TASKS FOR THIS EXERCISE >>
**A.** In the SSH key thread, for how long does the example short-term SSH key provisioned through the corporate SSO provider last?
**B.** Reproduce word for word the passage of the SSH key thread starting at "renewiltord · on" and ending at "everyone is affected.".

SELECTED EXCERPT >>
# # # #
Managing the authenticated_keys file is trivial and I like simple file based solutions.

I find simpler is often more secure because its easier to understand.

I have had plenty of ssh servers on the Internet even, (on non-22 ports to prevent logs filling) and not had a problem yet AFAIK.

I have also been on call when certs expired gawd knows how many times.

aidenn0 · on March 24, 2022

I'm not sure I buy it, but, TFA tries to explain:

Situation: A person's machine dies and takes the SSH private key with it

No Certs: They now need to get IT to distribute the public keys to a set of hosts, where the full list is possibly not known by any one person, so for the next week it will be "oh shit, I forgot to ask IT to put the pub key on server-12, so I'll open a ticket and not get any work done for the next few hours"

With Certs: They get IT to sign the new key.

michaelt · on March 24, 2022

> They now need to get IT to distribute the public keys to a set of hosts, where the full list is possibly not known by any one person

If the team responsible for server security isn't able to identify all the servers they're responsible for, you've got far bigger problems than SSH certificates are going to solve.

renewiltord · on March 24, 2022

You could just get your authorized keys via an `AuthorizedKeysCommand`. It will make it slower to load but even something as simple as `AuthorizedKeysCommand aws s3 cp s3://myprivatebucket/authorized_keys - | grep USER` will do the trick. Then revocation is just deletion from the file and adding is just addition to the file.

teknopaul · on March 30, 2022

"Situation: A person's machine dies and takes the SSH private key with it"

Not sure I buy that, people take backups. No reason why a CA can't loose its private key if we're presuming backups are not being taken, and then everyone is affected.

politician · on March 24, 2022

If the IT team is treating servers like pets, then this is a problem. If they aren't amateurs, then it's not a problem to update the script and push the configuration out to all of the servers.

aseipp · on March 24, 2022

The second part is only kind of accurate, because usually the "sign a new key" part is automated as part of some other authorization flow. For instance you can log into your corporate SSO provider, and that can actually provision a short-term (i.e. 1 hour) SSH key that is signed by the CA for you. That short-term key is then used to shell into hosts, and you periodically renew either the key or the SSO session token. There's a bunch of points in the design space you can do to make this transparent. Normally it's all wrapped up in some command that invokes ssh for you; so you just say 'corp-auth ssh username@host' instead of just 'ssh username@host' and it all "Just Works" if you're lucky.
# # # #
Image region labeling entries >>
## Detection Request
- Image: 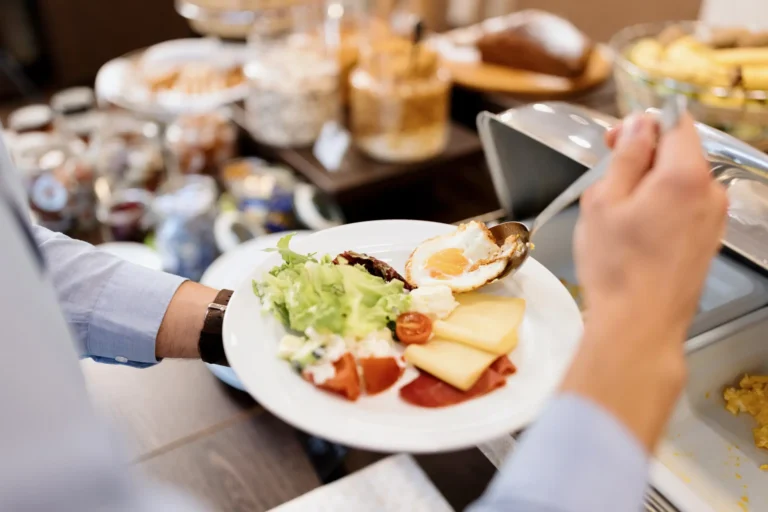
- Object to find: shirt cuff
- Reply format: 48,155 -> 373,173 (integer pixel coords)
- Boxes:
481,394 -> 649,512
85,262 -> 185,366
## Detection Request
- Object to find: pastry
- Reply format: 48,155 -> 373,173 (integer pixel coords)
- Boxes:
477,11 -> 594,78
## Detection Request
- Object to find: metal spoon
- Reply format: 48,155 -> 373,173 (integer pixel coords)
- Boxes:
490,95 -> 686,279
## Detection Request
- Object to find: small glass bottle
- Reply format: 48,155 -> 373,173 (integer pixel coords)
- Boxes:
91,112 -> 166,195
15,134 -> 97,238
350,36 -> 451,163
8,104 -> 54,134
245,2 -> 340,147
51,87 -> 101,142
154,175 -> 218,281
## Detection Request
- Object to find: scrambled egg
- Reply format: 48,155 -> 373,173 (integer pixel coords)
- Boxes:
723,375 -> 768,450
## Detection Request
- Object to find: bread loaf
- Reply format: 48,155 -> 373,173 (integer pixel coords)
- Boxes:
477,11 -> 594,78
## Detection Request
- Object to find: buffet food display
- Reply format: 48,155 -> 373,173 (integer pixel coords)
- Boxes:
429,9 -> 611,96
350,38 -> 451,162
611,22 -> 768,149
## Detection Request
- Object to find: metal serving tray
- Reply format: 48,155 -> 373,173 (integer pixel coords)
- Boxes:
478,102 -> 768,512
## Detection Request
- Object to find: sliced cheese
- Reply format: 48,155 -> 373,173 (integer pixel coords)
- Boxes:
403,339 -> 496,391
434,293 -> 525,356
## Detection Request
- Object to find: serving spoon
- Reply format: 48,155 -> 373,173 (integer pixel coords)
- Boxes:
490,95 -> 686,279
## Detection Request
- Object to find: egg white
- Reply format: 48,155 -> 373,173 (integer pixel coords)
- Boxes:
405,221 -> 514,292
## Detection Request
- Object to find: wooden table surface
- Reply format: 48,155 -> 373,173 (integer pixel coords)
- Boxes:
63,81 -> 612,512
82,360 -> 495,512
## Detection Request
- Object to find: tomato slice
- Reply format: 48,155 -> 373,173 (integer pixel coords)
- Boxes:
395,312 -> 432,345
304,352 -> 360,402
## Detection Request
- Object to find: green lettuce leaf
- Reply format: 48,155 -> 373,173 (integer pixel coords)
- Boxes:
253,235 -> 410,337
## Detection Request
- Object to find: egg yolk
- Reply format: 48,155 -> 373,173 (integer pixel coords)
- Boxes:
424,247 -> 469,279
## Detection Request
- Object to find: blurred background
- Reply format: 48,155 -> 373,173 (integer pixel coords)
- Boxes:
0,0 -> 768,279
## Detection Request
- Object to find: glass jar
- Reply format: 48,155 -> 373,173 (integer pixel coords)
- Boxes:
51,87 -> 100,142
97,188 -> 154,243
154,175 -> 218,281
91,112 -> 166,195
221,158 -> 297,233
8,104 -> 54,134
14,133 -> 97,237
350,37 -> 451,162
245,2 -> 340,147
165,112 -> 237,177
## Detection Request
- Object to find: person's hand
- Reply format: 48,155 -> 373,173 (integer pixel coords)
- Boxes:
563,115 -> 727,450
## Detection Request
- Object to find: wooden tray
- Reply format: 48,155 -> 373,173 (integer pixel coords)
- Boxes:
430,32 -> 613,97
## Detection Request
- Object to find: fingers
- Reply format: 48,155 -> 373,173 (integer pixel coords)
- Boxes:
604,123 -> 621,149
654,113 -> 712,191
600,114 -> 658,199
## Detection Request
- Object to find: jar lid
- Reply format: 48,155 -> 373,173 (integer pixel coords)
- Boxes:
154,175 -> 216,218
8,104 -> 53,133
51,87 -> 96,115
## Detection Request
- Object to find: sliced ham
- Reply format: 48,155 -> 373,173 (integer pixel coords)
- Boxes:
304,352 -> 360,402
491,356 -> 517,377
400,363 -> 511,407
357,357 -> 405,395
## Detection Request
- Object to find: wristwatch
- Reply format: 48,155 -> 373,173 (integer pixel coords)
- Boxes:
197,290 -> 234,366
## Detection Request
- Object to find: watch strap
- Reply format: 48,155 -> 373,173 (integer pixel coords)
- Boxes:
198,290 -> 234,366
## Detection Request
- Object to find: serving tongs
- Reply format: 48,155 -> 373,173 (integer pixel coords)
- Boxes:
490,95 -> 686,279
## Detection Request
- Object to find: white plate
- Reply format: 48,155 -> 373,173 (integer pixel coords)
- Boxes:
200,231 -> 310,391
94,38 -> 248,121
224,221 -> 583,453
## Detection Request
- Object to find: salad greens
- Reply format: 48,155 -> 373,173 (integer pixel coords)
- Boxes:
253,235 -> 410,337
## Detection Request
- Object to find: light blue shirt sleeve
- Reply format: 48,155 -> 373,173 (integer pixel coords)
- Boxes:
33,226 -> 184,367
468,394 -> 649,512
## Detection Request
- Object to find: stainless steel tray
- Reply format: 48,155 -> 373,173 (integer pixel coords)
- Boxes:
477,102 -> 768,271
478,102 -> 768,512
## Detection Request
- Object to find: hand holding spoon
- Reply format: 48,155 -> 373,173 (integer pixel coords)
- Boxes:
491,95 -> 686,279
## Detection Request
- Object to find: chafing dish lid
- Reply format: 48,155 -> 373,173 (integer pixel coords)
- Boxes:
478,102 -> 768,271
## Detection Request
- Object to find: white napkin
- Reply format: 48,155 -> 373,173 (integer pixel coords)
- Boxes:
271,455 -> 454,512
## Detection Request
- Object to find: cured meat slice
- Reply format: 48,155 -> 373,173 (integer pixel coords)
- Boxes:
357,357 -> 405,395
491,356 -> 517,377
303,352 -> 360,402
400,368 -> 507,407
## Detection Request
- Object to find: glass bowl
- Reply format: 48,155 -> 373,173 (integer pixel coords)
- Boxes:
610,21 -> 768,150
# # # #
EXERCISE RESPONSES >>
**A.** One hour.

**B.**
renewiltord · on March 24, 2022

You could just get your authorized keys via an `AuthorizedKeysCommand`. It will make it slower to load but even something as simple as `AuthorizedKeysCommand aws s3 cp s3://myprivatebucket/authorized_keys - | grep USER` will do the trick. Then revocation is just deletion from the file and adding is just addition to the file.

teknopaul · on March 30, 2022

"Situation: A person's machine dies and takes the SSH private key with it"

Not sure I buy that, people take backups. No reason why a CA can't loose its private key if we're presuming backups are not being taken, and then everyone is affected.